> [What you need to do] Among the lines below, list those containing the string "potatoes".

> [Exercise data]

───

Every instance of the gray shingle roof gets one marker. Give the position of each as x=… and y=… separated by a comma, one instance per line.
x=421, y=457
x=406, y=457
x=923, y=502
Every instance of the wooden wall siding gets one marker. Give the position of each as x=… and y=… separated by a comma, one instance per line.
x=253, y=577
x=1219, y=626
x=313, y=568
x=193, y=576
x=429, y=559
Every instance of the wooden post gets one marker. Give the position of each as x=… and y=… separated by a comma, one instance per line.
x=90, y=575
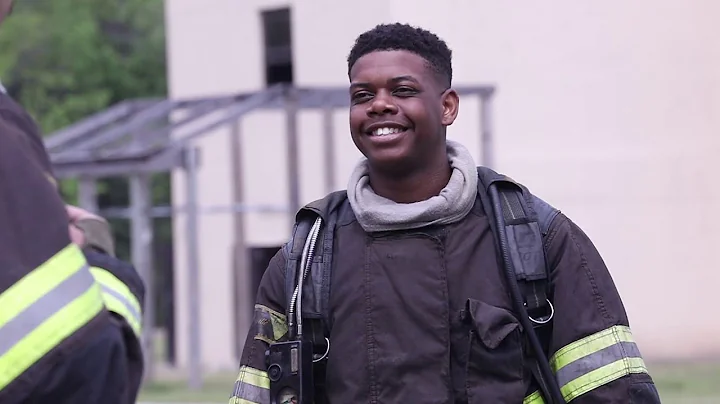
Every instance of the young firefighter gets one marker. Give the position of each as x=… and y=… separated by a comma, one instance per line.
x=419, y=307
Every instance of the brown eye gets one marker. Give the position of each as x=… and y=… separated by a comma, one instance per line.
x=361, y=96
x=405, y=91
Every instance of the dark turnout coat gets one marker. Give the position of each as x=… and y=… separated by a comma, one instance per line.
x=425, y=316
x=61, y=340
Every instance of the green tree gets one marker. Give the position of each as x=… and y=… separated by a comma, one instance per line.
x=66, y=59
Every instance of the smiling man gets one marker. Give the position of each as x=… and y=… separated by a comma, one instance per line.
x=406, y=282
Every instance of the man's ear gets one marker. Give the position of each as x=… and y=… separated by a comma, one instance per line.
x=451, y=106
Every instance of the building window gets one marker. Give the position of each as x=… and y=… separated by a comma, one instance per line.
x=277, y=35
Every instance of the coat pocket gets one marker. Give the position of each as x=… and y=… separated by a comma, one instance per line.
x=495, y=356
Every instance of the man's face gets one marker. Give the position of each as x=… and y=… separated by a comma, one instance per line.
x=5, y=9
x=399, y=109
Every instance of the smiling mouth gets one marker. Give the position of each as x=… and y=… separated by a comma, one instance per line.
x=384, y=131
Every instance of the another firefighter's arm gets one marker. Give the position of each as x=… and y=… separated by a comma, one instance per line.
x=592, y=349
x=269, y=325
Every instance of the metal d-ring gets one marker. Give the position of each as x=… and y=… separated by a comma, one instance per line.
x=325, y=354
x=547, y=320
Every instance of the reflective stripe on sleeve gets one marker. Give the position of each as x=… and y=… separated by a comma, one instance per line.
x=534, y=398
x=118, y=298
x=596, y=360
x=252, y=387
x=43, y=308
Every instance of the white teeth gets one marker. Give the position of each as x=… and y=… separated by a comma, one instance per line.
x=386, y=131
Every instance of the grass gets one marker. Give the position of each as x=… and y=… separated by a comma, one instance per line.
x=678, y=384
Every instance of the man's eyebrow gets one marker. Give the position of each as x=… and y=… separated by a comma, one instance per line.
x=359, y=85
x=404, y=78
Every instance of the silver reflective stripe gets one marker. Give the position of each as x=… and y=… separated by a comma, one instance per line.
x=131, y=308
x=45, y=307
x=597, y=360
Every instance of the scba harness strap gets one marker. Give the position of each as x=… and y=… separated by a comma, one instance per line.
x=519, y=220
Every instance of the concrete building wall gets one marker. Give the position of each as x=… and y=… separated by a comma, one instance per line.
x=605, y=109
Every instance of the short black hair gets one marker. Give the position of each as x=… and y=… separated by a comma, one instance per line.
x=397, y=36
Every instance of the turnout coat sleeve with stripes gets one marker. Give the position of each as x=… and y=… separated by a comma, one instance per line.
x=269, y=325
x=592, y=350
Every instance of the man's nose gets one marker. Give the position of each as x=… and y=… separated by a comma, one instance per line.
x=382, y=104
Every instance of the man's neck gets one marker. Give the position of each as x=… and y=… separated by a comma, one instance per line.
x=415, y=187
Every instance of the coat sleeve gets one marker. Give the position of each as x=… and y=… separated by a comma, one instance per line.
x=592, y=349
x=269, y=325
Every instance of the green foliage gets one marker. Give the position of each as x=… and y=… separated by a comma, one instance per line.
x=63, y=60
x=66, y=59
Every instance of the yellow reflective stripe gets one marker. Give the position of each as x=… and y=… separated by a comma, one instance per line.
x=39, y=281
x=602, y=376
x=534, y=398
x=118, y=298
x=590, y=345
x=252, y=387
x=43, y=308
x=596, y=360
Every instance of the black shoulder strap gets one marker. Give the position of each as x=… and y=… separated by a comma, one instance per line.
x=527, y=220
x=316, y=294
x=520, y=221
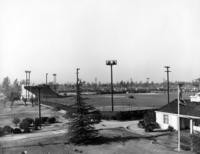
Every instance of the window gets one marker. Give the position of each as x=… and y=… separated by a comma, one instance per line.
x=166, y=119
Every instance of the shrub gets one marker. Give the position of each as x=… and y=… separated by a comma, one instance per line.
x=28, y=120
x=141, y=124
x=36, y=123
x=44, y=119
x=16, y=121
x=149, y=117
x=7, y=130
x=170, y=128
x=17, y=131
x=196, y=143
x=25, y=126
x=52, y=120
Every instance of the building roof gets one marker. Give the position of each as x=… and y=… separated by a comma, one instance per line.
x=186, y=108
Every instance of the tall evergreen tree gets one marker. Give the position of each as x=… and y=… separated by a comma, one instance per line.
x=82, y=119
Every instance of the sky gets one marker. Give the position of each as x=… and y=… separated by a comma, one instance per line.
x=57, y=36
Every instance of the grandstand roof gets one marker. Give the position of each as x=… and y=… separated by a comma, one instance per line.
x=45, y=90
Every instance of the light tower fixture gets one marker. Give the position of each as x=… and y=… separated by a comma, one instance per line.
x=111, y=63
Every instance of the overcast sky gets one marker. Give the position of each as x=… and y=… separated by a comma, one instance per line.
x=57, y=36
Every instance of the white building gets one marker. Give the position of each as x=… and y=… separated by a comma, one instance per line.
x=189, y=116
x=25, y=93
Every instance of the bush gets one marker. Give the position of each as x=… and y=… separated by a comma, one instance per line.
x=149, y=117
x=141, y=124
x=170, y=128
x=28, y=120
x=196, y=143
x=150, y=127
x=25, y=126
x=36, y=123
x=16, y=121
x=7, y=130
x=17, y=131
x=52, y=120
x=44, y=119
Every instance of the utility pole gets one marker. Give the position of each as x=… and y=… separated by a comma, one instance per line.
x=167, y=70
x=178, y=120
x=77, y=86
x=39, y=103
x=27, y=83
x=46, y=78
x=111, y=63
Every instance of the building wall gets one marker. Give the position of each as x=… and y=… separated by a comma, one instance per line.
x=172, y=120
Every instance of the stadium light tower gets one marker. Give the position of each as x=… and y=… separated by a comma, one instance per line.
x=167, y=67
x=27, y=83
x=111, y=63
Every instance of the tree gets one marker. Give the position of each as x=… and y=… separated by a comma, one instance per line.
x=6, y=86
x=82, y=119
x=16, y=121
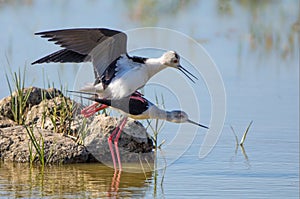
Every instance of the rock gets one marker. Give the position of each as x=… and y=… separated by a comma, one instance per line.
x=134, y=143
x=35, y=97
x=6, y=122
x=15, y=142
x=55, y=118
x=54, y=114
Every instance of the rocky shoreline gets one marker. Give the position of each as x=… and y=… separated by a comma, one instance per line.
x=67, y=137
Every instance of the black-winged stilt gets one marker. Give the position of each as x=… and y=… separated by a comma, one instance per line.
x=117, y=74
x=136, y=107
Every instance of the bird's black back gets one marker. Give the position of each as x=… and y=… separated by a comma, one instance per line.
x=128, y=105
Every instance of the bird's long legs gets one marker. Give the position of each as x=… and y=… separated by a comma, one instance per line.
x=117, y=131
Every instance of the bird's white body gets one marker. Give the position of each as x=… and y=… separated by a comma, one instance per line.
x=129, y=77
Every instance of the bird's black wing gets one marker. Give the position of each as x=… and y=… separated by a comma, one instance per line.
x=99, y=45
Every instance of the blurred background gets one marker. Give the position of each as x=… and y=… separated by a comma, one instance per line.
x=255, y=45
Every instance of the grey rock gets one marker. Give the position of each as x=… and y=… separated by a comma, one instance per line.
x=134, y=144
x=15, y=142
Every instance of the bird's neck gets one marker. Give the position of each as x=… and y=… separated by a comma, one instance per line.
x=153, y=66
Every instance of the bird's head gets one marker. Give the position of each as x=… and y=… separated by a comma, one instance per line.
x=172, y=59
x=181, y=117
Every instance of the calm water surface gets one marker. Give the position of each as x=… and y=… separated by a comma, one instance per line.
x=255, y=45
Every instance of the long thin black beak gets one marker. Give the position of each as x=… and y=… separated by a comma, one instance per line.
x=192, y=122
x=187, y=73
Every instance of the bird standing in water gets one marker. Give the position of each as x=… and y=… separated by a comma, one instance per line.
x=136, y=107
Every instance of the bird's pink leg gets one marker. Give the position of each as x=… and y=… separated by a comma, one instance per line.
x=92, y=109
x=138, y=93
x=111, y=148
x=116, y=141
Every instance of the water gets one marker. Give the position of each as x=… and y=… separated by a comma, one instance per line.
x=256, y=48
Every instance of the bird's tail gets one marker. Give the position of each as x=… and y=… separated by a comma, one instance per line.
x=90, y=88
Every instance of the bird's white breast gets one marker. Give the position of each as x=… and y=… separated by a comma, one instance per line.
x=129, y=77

───

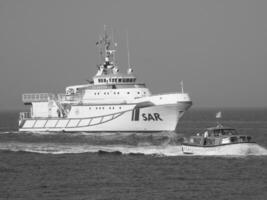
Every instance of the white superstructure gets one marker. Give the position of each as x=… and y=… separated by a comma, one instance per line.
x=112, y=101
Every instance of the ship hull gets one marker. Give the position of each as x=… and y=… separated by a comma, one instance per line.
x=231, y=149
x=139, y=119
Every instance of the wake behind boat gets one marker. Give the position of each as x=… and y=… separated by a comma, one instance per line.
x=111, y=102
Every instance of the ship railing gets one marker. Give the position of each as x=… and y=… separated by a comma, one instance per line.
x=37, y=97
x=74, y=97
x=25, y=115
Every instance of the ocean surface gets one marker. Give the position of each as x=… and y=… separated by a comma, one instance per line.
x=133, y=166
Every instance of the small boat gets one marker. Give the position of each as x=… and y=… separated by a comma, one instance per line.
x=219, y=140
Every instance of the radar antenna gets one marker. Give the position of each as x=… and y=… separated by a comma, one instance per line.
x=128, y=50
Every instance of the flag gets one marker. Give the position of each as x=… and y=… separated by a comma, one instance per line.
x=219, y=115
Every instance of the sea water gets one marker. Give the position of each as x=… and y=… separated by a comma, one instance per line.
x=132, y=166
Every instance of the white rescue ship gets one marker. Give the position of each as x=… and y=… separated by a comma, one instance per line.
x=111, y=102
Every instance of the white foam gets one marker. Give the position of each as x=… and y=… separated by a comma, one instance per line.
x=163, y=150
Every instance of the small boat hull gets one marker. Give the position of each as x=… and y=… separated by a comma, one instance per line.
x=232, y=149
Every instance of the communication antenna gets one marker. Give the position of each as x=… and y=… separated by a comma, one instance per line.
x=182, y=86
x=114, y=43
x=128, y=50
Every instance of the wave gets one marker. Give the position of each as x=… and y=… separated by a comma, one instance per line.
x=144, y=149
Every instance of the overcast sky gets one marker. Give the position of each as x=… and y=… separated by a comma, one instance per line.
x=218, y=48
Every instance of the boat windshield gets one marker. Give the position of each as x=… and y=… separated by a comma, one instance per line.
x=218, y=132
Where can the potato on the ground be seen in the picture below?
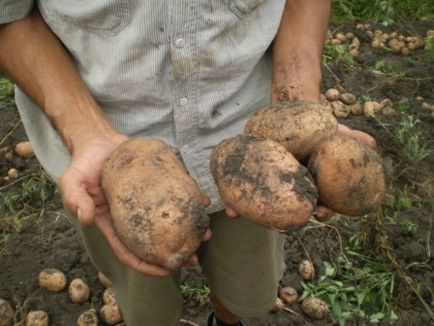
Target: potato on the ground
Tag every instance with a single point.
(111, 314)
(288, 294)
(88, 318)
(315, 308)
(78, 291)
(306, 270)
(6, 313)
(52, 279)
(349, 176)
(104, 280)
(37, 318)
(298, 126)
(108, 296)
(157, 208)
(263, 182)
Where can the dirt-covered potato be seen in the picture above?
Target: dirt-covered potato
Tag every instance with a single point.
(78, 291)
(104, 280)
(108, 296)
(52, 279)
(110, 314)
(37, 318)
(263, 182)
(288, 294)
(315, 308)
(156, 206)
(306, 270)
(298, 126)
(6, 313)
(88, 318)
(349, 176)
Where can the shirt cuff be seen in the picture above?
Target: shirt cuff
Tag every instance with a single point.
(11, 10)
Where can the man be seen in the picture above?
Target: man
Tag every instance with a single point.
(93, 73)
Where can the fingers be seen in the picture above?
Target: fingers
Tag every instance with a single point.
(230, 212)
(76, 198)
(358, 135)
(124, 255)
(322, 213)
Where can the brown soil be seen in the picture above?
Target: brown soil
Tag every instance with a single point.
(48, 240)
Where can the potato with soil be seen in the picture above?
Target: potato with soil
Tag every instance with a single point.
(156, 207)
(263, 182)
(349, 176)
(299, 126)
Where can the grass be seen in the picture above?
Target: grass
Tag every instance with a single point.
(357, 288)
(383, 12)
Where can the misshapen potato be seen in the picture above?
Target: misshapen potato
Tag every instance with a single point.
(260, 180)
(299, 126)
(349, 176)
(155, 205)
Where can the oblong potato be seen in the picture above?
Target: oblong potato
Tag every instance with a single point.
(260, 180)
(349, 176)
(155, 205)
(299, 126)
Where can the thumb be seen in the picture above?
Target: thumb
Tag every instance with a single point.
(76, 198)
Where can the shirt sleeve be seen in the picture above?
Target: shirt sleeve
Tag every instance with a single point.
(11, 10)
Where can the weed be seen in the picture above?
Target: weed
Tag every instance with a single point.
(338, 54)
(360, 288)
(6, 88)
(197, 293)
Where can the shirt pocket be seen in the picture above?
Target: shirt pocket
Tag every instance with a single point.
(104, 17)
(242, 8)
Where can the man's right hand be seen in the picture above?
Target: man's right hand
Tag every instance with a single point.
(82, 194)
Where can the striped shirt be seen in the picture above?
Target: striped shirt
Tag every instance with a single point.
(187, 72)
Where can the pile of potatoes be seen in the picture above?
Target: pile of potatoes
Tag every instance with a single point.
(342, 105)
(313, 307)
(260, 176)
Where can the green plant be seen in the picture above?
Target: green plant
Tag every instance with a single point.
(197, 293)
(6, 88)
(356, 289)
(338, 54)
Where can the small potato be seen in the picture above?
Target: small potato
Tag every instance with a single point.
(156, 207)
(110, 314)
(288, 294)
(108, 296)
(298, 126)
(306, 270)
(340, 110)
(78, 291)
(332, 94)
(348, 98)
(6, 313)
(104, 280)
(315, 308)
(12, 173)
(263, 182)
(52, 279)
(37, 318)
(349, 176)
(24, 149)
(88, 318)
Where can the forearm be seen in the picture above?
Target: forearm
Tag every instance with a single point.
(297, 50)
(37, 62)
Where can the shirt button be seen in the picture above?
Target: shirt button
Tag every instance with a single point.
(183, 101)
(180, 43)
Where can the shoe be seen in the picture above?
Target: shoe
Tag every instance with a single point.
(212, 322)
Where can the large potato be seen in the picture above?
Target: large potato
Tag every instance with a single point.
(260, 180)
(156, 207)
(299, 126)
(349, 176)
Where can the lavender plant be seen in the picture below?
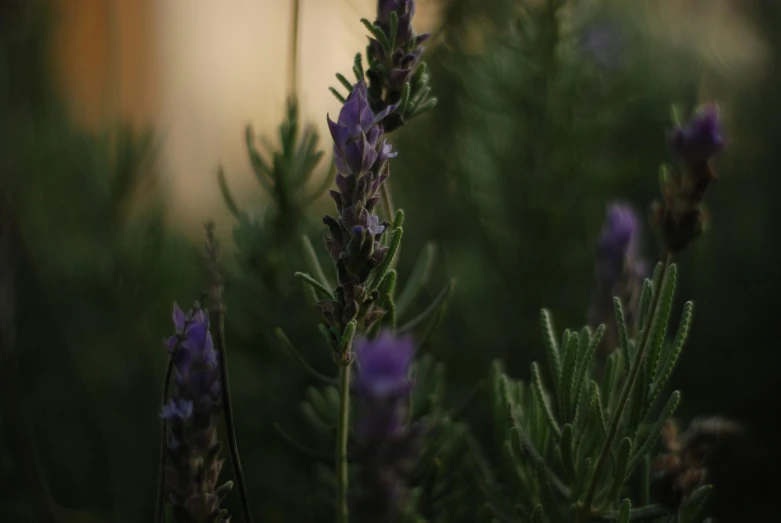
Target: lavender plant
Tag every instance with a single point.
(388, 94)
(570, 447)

───

> [Answer below]
Where can the pile of potatoes be seen in the picture above?
Target: pile of potatoes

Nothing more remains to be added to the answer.